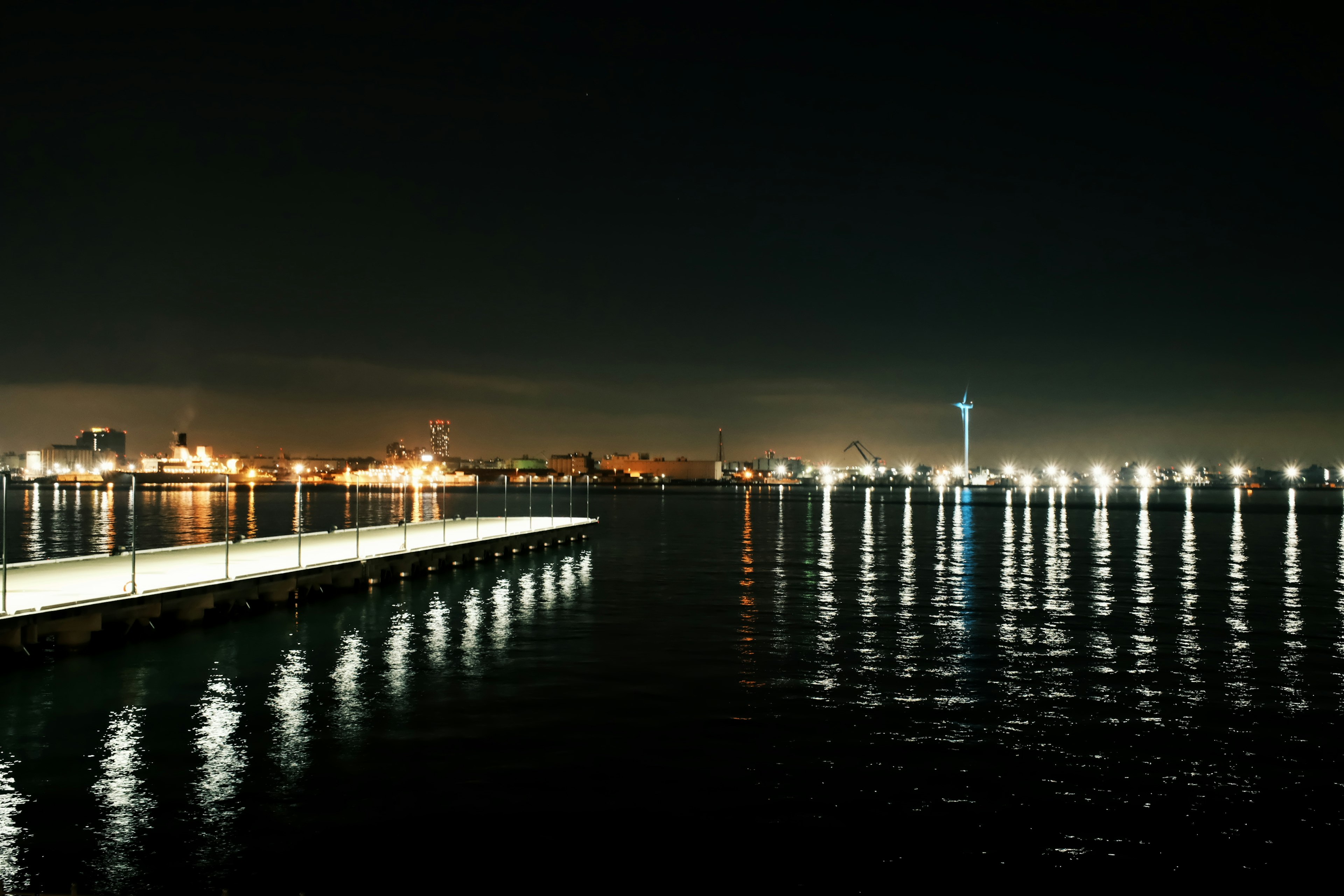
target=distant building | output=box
[752,451,808,478]
[429,420,451,461]
[75,426,126,466]
[551,451,595,476]
[598,454,723,481]
[38,444,107,476]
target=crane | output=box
[841,439,882,476]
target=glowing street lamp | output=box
[294,463,304,568]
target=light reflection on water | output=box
[0,489,1344,892]
[0,752,29,892]
[93,707,155,893]
[192,672,247,873]
[267,649,312,791]
[332,631,368,743]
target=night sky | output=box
[0,3,1344,466]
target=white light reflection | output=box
[491,579,513,654]
[1227,489,1251,709]
[93,707,155,893]
[332,631,368,742]
[425,591,449,669]
[192,672,247,872]
[579,551,593,591]
[1176,486,1202,701]
[1335,507,1344,677]
[383,610,415,709]
[813,485,839,691]
[560,558,578,601]
[1091,504,1115,694]
[266,649,312,790]
[542,563,559,606]
[0,754,31,892]
[1282,489,1306,709]
[999,490,1017,607]
[1132,489,1157,707]
[859,488,879,707]
[460,588,485,669]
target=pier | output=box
[0,516,597,651]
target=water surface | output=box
[0,489,1344,893]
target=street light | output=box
[0,473,9,615]
[130,473,140,594]
[219,473,229,579]
[294,463,304,569]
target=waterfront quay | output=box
[0,516,597,653]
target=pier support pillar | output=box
[164,594,215,622]
[257,579,297,603]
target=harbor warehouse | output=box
[600,454,723,481]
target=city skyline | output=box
[0,7,1344,470]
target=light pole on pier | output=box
[130,473,140,594]
[294,463,304,569]
[219,473,229,579]
[0,473,9,614]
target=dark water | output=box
[0,492,1344,893]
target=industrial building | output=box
[598,454,723,482]
[551,451,597,476]
[75,426,126,466]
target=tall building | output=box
[75,426,126,466]
[429,420,451,461]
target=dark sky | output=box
[0,3,1344,465]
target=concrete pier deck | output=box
[0,516,595,643]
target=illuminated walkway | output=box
[0,516,593,618]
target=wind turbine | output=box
[953,388,976,482]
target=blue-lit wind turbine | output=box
[953,390,976,482]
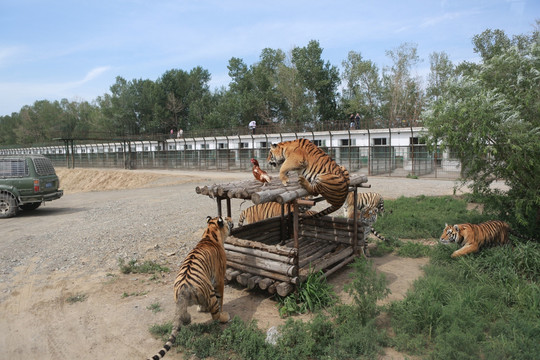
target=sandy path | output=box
[0,169,494,360]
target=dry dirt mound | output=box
[56,168,200,194]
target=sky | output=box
[0,0,540,116]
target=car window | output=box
[33,158,56,175]
[0,159,28,177]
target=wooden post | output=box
[352,186,358,255]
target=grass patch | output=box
[121,291,148,298]
[118,258,170,275]
[66,294,88,304]
[277,271,336,316]
[389,243,540,359]
[146,303,163,314]
[150,259,388,360]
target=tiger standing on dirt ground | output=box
[267,139,350,218]
[439,220,510,258]
[150,216,233,360]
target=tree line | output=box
[0,40,455,145]
[0,24,540,233]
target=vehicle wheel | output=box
[0,193,18,218]
[19,202,41,211]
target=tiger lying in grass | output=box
[440,220,510,258]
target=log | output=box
[276,282,294,297]
[225,236,296,257]
[298,244,337,268]
[227,260,296,286]
[301,246,353,272]
[236,273,252,286]
[322,254,357,279]
[225,244,294,264]
[247,276,262,290]
[259,278,274,290]
[300,230,352,245]
[231,217,280,236]
[276,188,309,204]
[225,268,240,281]
[225,250,298,277]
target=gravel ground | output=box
[0,172,506,292]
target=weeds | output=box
[146,303,163,314]
[389,243,540,359]
[66,294,88,304]
[278,271,336,316]
[118,258,170,274]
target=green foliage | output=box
[118,258,170,274]
[278,271,336,316]
[389,243,540,359]
[373,195,489,239]
[345,259,390,325]
[150,260,388,360]
[423,30,540,235]
[397,241,431,258]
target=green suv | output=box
[0,155,64,218]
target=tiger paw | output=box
[218,311,231,324]
[298,176,310,189]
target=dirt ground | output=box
[0,169,453,360]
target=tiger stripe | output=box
[439,220,510,258]
[267,138,350,218]
[150,216,232,360]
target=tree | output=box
[343,51,382,123]
[383,43,424,127]
[292,40,341,121]
[424,28,540,235]
[426,51,454,101]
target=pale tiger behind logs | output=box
[440,220,510,258]
[343,192,384,219]
[268,139,350,217]
[343,192,387,241]
[151,216,233,360]
[238,201,316,227]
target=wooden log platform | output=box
[195,173,369,296]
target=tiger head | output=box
[266,143,285,167]
[206,216,234,241]
[439,224,459,244]
[358,207,379,224]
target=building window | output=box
[373,138,386,146]
[409,137,426,145]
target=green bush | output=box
[277,271,336,316]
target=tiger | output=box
[343,192,388,241]
[439,220,510,258]
[238,201,316,227]
[343,192,384,219]
[267,139,350,218]
[358,206,388,254]
[149,216,233,360]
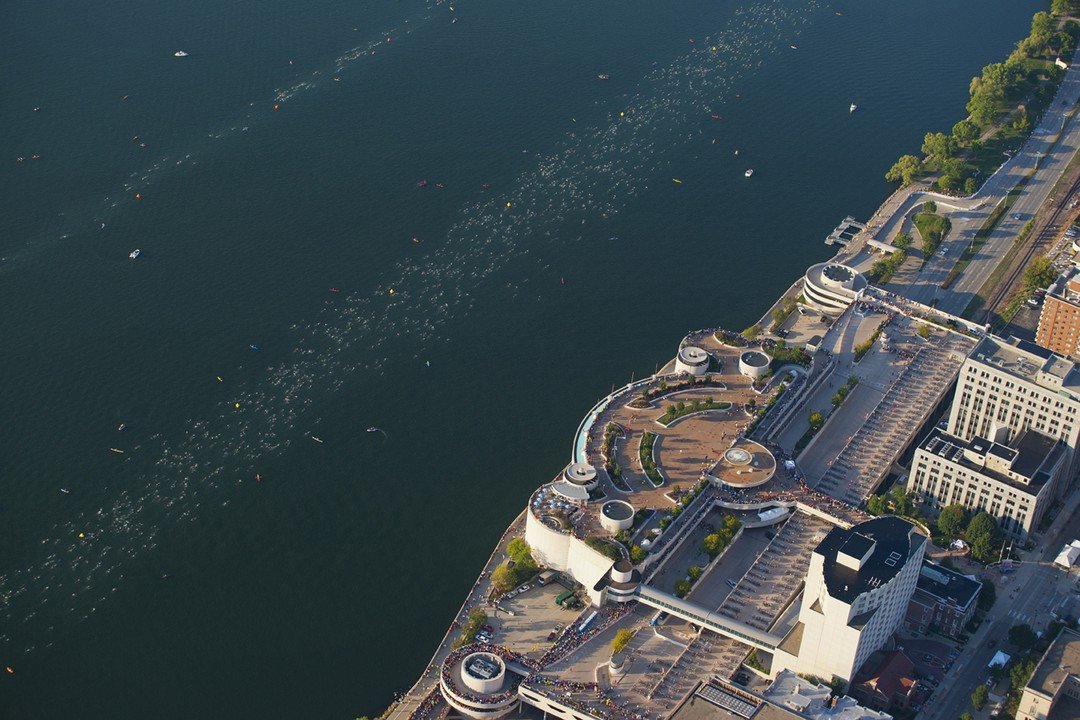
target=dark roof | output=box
[1013,338,1054,359]
[920,427,1065,495]
[918,560,983,609]
[1012,430,1057,479]
[814,515,926,603]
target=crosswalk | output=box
[1009,610,1035,623]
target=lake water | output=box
[0,0,1043,720]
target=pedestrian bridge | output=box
[637,585,783,652]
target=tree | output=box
[491,565,517,593]
[611,627,635,654]
[507,538,532,562]
[922,133,956,167]
[964,512,1001,562]
[1006,624,1039,651]
[971,683,990,712]
[1024,256,1057,291]
[1028,11,1056,47]
[953,120,978,145]
[885,155,922,188]
[937,505,968,539]
[1009,660,1035,689]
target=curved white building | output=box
[739,350,772,380]
[438,646,518,720]
[600,500,634,533]
[802,262,866,315]
[675,345,708,375]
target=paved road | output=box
[875,46,1080,315]
[920,491,1080,720]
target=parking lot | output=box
[488,583,581,660]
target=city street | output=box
[920,491,1080,720]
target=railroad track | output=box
[983,171,1080,323]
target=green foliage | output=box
[454,604,498,648]
[937,505,968,540]
[867,248,910,283]
[701,515,742,557]
[922,133,956,167]
[637,431,660,487]
[741,325,761,340]
[1024,256,1057,293]
[642,397,731,425]
[832,376,859,408]
[772,297,799,331]
[743,648,769,673]
[964,512,1001,563]
[1009,660,1035,688]
[953,120,978,146]
[1006,624,1039,651]
[978,580,998,612]
[885,155,922,188]
[611,627,637,654]
[971,683,990,712]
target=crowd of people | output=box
[537,602,634,669]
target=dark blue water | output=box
[0,0,1042,719]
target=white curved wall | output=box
[525,510,573,571]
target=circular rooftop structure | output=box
[675,345,708,375]
[600,500,634,532]
[739,350,772,380]
[724,448,754,466]
[438,646,517,720]
[710,439,777,489]
[802,262,866,315]
[563,462,599,491]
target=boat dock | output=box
[825,215,866,246]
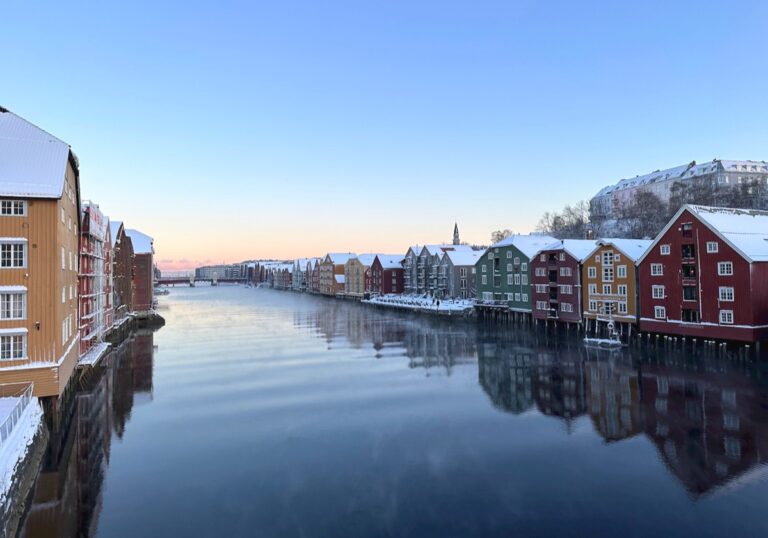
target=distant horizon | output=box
[0,0,768,270]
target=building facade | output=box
[638,205,768,342]
[366,254,405,295]
[0,108,80,396]
[581,239,651,330]
[531,239,596,324]
[125,229,155,313]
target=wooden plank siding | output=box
[0,159,80,396]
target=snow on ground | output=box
[363,295,475,312]
[0,398,43,505]
[77,342,110,366]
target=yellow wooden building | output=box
[0,108,80,396]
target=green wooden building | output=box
[475,235,557,312]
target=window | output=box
[717,262,733,276]
[718,286,733,301]
[0,334,27,360]
[0,200,27,217]
[0,292,27,319]
[0,242,27,268]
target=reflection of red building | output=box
[125,229,155,312]
[641,366,768,495]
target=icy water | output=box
[13,286,768,538]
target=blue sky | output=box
[0,0,768,267]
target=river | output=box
[13,286,768,538]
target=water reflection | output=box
[19,331,153,538]
[295,301,768,498]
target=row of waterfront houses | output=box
[252,205,768,342]
[0,107,154,397]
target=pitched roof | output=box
[491,234,557,259]
[323,252,355,265]
[0,108,69,198]
[125,228,155,254]
[444,250,483,267]
[590,238,653,261]
[376,254,403,269]
[686,205,768,262]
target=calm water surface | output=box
[21,286,768,538]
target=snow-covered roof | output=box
[445,249,483,267]
[376,254,403,269]
[109,220,123,245]
[595,159,768,197]
[125,228,155,254]
[684,205,768,262]
[491,234,557,259]
[0,108,69,198]
[531,239,597,262]
[326,252,355,265]
[595,238,653,261]
[350,254,376,267]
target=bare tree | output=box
[491,228,515,245]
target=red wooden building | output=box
[531,239,597,323]
[638,205,768,342]
[365,254,403,295]
[125,229,155,312]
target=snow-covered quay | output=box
[362,295,475,316]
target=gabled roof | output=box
[125,228,155,254]
[531,239,597,262]
[376,254,403,269]
[443,250,483,267]
[638,205,768,262]
[323,252,356,265]
[0,107,70,198]
[587,238,653,262]
[490,234,557,259]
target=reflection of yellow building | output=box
[0,108,80,396]
[344,254,376,297]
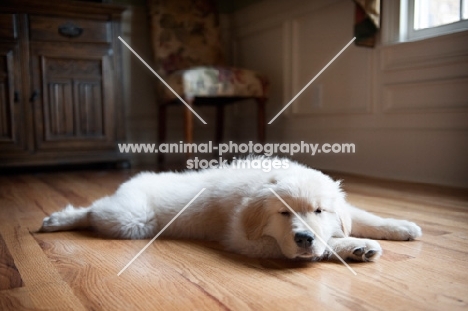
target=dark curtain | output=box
[354,0,380,47]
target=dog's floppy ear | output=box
[241,198,268,240]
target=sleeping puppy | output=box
[41,158,421,261]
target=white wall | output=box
[232,0,468,187]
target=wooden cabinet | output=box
[0,0,125,167]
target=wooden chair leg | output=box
[256,98,266,144]
[184,98,194,159]
[215,104,224,145]
[158,103,167,170]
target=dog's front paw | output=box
[347,240,382,261]
[330,237,382,261]
[387,219,422,241]
[39,213,59,232]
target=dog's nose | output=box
[294,231,314,248]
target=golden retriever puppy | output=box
[41,157,421,261]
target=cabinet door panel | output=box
[0,43,25,152]
[32,45,115,150]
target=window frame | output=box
[399,0,468,42]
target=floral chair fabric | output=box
[148,0,268,100]
[164,66,268,100]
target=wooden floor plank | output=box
[0,171,468,310]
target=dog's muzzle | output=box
[294,231,315,249]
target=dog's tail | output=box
[39,205,90,232]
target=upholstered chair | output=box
[148,0,268,164]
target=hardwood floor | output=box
[0,171,468,310]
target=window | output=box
[400,0,468,41]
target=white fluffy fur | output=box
[41,158,421,261]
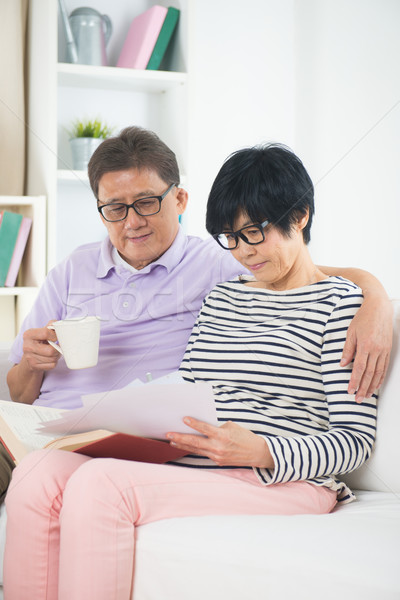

_Instructions to follow_: Copy everything in the rows above from the line containing "target=industrial building | output=box" down to the line containing "[0,159,28,177]", including both of those lines, exactly as they appear. Leave the pictures out.

_Answer to this problem_:
target=industrial building | output=box
[598,454,723,482]
[551,451,597,476]
[75,426,126,466]
target=tall building | output=box
[75,426,126,466]
[429,420,451,461]
target=dark sky | output=box
[0,3,1344,465]
target=concrete pier deck | output=box
[0,516,595,643]
target=illuminated walkway | output=box
[0,516,593,618]
target=wind turbine | output=box
[953,388,976,482]
target=blue-lit wind turbine | output=box
[953,390,976,482]
target=sandy path | output=box
[0,169,494,360]
target=dry dirt mound | output=box
[56,168,200,194]
target=sky | output=box
[0,0,540,116]
target=car window | output=box
[33,158,56,175]
[0,159,28,177]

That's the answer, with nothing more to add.